*PROVIDED TEXT*

===

Corey Daniel Sevier (born July 3, 1984) is a Canadian actor. He is perhaps best known for his role on the Fox television series North Shore as Gabriel McKay and as Timmy Cabot in Lassie.

Life and career
Sevier was born in Ajax, Ontario, the son of Lynda and Bruce Sevier. Sevier scored a modelling job at the age of six months, winning a baby beauty pageant. As a child actor, he notably appeared on the Goosebumps television series episodes "A Night in Terror Tower" and "Cry of the Cat". He starred in the movie adaptation of Wilson Rawls' Summer of the Monkeys. As a teenager, he played the role of Timmy Cabot in the 1997-1999 remake of the Lassie TV series, and also the character Dan in the Little Men TV series in 1998 and 1999. In addition, he was the English voice actor for Mega Man Volnutt in the 1998 video game Mega Man Legends. He later starred in the Canadian series 2030 CE as Hart Greyson. He briefly starred in the failed WB series Black Sash before landing his role on North Shore. He starred in the movie Decoys and its sequel Decoys 2: Alien Seduction. He starred opposite Elizabeth Berkley in the made-for-television movie Student Seduction which premiered on Lifetime in 2003. He also starred in the 2006 film Surf School.

===

*RECORDS PROVIDED*
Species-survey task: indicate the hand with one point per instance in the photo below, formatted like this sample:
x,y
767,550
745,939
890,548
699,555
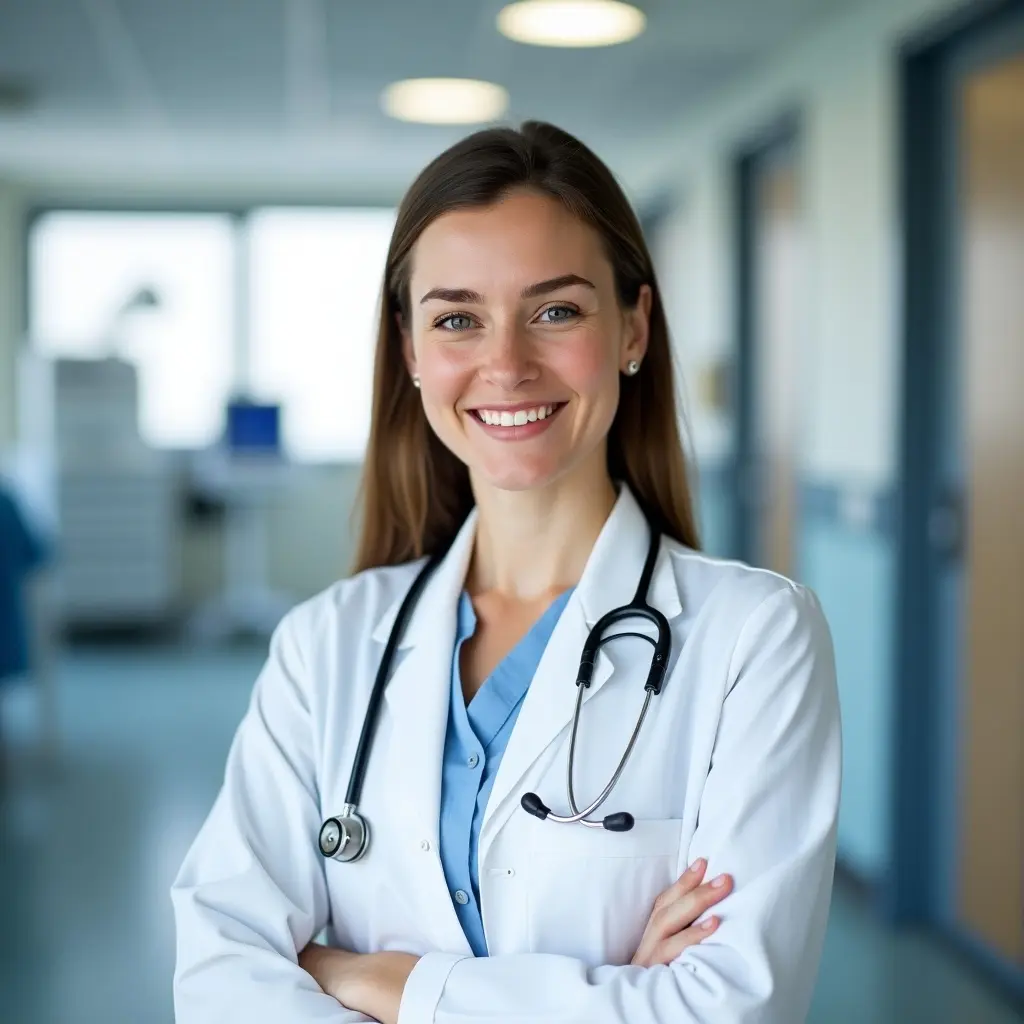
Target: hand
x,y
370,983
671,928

===

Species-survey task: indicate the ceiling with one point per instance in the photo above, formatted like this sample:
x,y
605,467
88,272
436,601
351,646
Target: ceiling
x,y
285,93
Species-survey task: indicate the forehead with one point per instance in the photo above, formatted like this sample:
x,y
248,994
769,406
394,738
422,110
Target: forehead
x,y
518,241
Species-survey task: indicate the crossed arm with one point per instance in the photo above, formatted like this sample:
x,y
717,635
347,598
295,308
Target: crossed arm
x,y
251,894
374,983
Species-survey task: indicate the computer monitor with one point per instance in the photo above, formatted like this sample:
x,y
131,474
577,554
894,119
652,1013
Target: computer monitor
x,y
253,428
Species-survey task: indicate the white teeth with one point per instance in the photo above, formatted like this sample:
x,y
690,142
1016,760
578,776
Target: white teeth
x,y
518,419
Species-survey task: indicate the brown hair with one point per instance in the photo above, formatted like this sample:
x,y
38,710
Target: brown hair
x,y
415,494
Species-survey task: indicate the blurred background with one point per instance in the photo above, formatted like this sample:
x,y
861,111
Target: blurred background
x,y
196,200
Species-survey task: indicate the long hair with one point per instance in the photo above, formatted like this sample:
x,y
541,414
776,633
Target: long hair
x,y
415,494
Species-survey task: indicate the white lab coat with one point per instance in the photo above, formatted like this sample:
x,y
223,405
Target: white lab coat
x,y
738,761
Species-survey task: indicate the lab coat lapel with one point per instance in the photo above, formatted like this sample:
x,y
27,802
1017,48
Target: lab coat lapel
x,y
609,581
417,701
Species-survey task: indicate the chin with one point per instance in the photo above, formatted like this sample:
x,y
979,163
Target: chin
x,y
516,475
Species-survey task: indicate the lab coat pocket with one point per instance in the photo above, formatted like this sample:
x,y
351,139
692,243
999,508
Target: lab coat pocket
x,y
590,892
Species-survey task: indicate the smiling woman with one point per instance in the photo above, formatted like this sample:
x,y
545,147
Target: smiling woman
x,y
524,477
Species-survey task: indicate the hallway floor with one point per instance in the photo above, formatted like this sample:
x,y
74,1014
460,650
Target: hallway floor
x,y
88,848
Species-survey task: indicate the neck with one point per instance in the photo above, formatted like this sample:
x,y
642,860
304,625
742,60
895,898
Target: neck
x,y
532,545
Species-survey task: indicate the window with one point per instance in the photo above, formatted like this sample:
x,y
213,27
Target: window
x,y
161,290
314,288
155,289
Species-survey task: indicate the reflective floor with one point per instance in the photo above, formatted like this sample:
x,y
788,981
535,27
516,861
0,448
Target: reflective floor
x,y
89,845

===

*EXERCISE TASKS*
[a] From the Corey Sevier biography, quote the passage that starts at the words "Corey Daniel Sevier" and ends after "Cabot in Lassie.".
[b] Name every television series that the Corey Sevier biography says he appeared in.
[c] Translate this sentence from the Corey Sevier biography into Spanish: "Sevier scored a modelling job at the age of six months, winning a baby beauty pageant."
The material has no connection to the Corey Sevier biography.

*SOLUTIONS IN ORDER*
[a]
Corey Daniel Sevier (born July 3, 1984) is a Canadian actor. He is perhaps best known for his role on the Fox television series North Shore as Gabriel McKay and as Timmy Cabot in Lassie.

[b]
North Shore
Goosebumps
Lassie
Little Men
2030 CE
Black Sash

[c] Sevier consiguió un trabajo de modelo a los seis meses de edad, al ganar un concurso de belleza para bebés.